Did I mention this class is unreleased? Because it was. I played a class that you haven't seen yet. I just want to make sure I get full bragging mileage out of this. I posted a little bit about it on my blog and Twitter (I can't go into specifics, for obvious reasons *cough* awesome unreleased class *cough*). I should not have been surprised (but I was) to find out that a lot of people seem to want to know what I think of D&D Fourth Edition.
If you're not a serious tabletop gamer, you may be surprised to learn that this version of D&D was extremely controversial in the gaming community. Mr. Peabody, fire up the Wayback Machine . . .
In August of 2007, Wizards of the Coast announced that they were updating Dungeons & Dragons to a new, fourth edition. I was mostly happy with the current edition, but I was cautiously optimistic. "Maybe they've absorbed a lot of feedback from gamers who played 3.0 and 3.5, and they're cleaning things up accordingly," I thought. (Yes, there really was a third-and-a-half edition. That's a topic for another column, ideally written by someone else.)

§ **Material supplied**:
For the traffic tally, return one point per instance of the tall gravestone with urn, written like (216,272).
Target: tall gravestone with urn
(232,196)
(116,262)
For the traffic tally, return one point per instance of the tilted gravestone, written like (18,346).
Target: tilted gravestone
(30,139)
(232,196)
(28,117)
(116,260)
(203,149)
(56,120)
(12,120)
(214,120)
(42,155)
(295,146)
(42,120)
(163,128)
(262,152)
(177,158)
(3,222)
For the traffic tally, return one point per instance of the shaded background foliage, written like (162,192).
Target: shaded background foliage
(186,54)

§ **Exercise goal**:
Return the part of the D&D Fourth Edition piece that opens with the words containing "If you're not" and closes with "by someone else.)", copied exactly.

§ **Solution for this task**:
If you're not a serious tabletop gamer, you may be surprised to learn that this version of D&D was extremely controversial in the gaming community. Mr. Peabody, fire up the Wayback Machine . . .
In August of 2007, Wizards of the Coast announced that they were updating Dungeons & Dragons to a new, fourth edition. I was mostly happy with the current edition, but I was cautiously optimistic. "Maybe they've absorbed a lot of feedback from gamers who played 3.0 and 3.5, and they're cleaning things up accordingly," I thought. (Yes, there really was a third-and-a-half edition. That's a topic for another column, ideally written by someone else.)